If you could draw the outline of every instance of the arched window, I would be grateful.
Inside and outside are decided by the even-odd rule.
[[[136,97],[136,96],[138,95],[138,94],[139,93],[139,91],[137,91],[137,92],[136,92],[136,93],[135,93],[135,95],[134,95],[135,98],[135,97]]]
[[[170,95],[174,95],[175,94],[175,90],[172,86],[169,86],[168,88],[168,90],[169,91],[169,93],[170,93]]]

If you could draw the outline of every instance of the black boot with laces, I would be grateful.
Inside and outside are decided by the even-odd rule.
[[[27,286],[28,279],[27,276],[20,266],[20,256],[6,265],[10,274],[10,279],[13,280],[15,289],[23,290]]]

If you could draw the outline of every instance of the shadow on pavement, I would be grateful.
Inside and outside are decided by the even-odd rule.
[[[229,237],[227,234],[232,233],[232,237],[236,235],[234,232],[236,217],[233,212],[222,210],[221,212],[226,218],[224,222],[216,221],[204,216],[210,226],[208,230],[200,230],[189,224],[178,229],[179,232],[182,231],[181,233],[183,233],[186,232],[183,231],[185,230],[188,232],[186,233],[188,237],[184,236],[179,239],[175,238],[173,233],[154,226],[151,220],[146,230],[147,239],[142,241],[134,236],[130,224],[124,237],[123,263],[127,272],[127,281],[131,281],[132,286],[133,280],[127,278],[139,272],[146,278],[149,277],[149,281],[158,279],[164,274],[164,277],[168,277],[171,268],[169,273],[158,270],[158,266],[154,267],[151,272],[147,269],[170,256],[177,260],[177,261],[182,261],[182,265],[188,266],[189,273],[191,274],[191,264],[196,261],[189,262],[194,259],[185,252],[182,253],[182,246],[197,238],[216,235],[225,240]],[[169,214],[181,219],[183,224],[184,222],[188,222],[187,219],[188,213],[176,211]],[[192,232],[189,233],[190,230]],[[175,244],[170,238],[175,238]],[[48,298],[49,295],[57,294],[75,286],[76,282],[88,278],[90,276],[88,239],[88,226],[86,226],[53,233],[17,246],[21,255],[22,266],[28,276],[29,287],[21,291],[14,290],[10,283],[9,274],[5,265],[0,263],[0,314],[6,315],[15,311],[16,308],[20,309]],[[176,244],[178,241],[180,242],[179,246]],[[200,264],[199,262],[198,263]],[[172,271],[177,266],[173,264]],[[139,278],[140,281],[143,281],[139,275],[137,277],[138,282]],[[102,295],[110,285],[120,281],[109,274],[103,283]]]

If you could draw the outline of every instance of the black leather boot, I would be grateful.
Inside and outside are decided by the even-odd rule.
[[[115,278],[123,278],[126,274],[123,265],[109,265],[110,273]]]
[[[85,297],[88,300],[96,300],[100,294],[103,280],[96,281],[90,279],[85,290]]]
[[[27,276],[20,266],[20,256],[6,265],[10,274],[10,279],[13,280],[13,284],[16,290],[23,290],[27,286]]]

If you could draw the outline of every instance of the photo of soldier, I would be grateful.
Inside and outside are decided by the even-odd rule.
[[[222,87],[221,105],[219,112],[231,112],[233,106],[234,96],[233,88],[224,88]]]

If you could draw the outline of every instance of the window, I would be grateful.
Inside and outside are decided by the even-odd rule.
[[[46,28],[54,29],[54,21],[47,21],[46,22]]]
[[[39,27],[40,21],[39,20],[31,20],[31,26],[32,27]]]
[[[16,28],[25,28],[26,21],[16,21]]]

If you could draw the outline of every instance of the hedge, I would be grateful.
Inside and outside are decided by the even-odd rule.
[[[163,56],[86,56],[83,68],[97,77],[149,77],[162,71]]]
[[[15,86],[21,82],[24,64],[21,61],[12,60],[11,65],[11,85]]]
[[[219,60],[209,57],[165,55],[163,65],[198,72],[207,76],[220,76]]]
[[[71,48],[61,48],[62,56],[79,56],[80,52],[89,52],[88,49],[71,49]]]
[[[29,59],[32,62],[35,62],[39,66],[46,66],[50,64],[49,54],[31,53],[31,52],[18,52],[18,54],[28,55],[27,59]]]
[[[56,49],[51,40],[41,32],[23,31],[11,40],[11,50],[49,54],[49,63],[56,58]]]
——————————
_TASK DESCRIPTION:_ Find the line that contains "hedge, I would be grateful." in the listing above. Retype it and every line after it up to the last, exactly, and nothing else.

_RESPONSE TO THE EXERCISE:_
If you could draw the outline of every instance of the hedge, I would be grateful.
Inside and outside are decided by the even-odd rule.
[[[163,56],[86,56],[83,68],[97,77],[149,77],[162,71]]]
[[[15,86],[21,82],[24,64],[21,61],[12,60],[11,65],[11,85]]]
[[[219,60],[209,57],[165,55],[163,65],[198,72],[207,76],[220,76]]]
[[[71,48],[61,48],[62,56],[79,56],[80,52],[89,52],[88,49],[71,49]]]
[[[29,59],[32,62],[35,62],[39,66],[46,66],[50,64],[49,54],[31,53],[31,52],[18,52],[18,54],[28,55],[27,59]]]
[[[56,49],[51,40],[41,32],[23,31],[11,40],[11,50],[49,54],[49,63],[56,58]]]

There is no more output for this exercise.